**** SELECTED EXTRACT
In recent decades, the interactions between beryllium atom and hydrogen molecules have been of great attention because of their significance in astrophysics, hydrogen storage, quantum chemistry and other fields. On the one hand, the collision product BeH₂ molecule presents the fundamental and technological interest in potential applications, such as the nuclear materials and rocket fuel technology [1, 2], owing to its small mass and large hydrogen-to-metal mass ratios. Moreover, the molecular BeH₂, with a simple electronic structure, has become an excellent candidate for testing new computational methods for quantum chemistry [3–6]. On the other hand, the further product BeH molecule in the collision process of Be + H₂ is a popular testing target for the electronic structure calculations in open-shell systems [7, 8]. In addition, BeH is also an important interstellar molecule, which has been identified in stars and comets [9, 10].
********
**** MATERIAL SHOWN
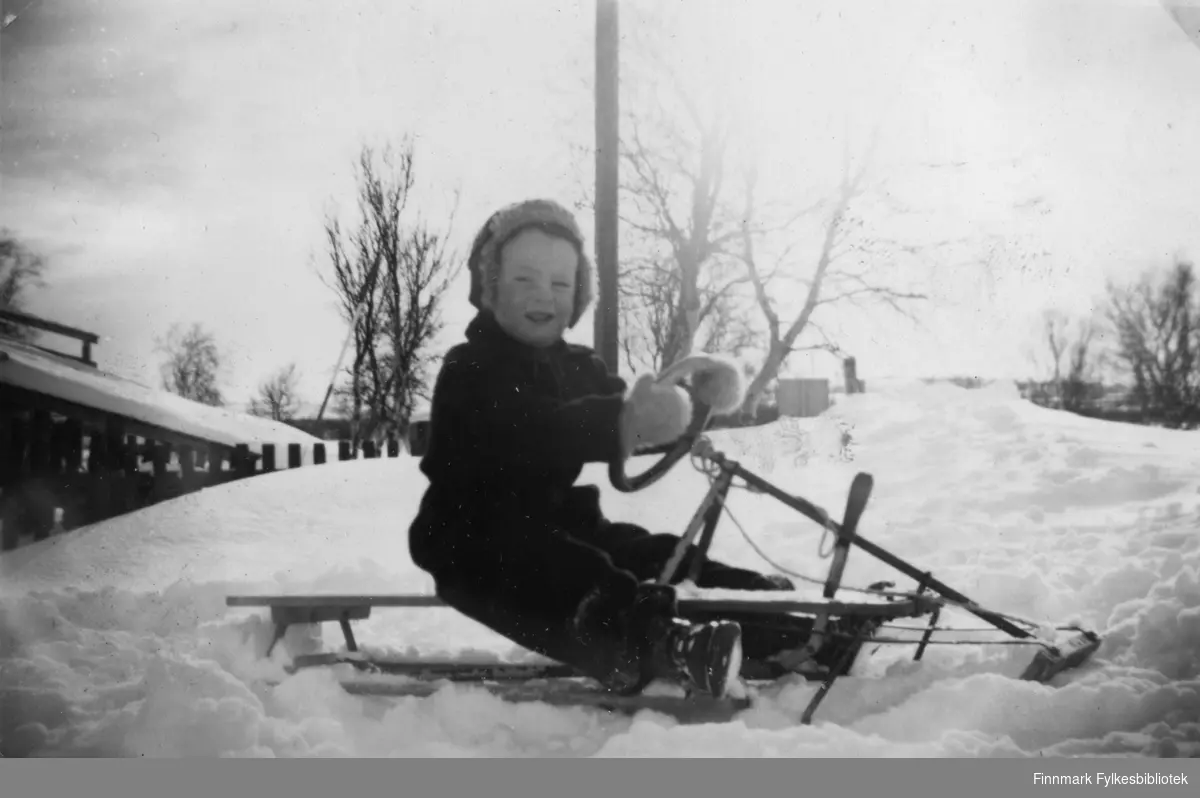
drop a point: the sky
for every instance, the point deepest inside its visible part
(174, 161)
********
**** MATERIAL SHOWN
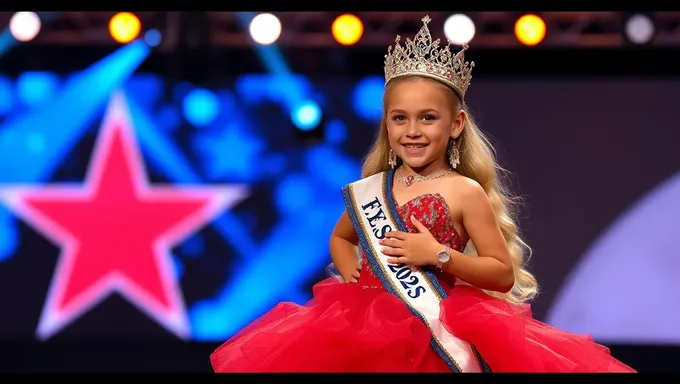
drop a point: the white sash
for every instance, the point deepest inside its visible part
********
**** MATERIAL SHOWN
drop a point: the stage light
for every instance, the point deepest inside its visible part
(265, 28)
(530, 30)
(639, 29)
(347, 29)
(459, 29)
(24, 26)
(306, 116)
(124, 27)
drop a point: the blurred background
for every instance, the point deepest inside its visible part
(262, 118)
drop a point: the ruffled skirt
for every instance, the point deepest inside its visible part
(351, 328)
********
TO BE DONE: Pick up the passage on beryllium and hydrogen molecule collisions after its last sentence and keep writing it. The material plays no part in this exercise.

RESPONSE TO THE TASK:
Various experimental studies on the BeH₂ system have been implemented [11–18]. Tague and Andrews first detected the BeH₂ in molecular form by using infrared spectroscopy and the matrix isolation technique [11]. In their experiment, the pulsed laser evaporated Be atoms react with the hydrogen, and the primary product BeH and BeH₂ are largely favored compared with the other four more complex product molecules of Be₂H, HBeHBeH, HBe(H)₂BeH and HBeBeH. [12] synthesized the gaseous BeH₂ molecule using an electrical discharge facility, which is verified by infrared emission spectroscopy. Their study concluded that the stable BeH₂ is a linearly symmetric molecule with the BeH bond length of 1.334 Å. The high-precision infrared emission spectra of the BeH₂ and BeD₂ molecules were measured by [14]. The antisymmetric stretching modes and some hot bands of the two molecules were studied and the spectroscopic data were accurately determined. In their later study [17], the new vibration-rotation hot bands of the BeH₂ molecule were analyzed, and an accurate value was obtained for the frequency of the bending vibrational mode.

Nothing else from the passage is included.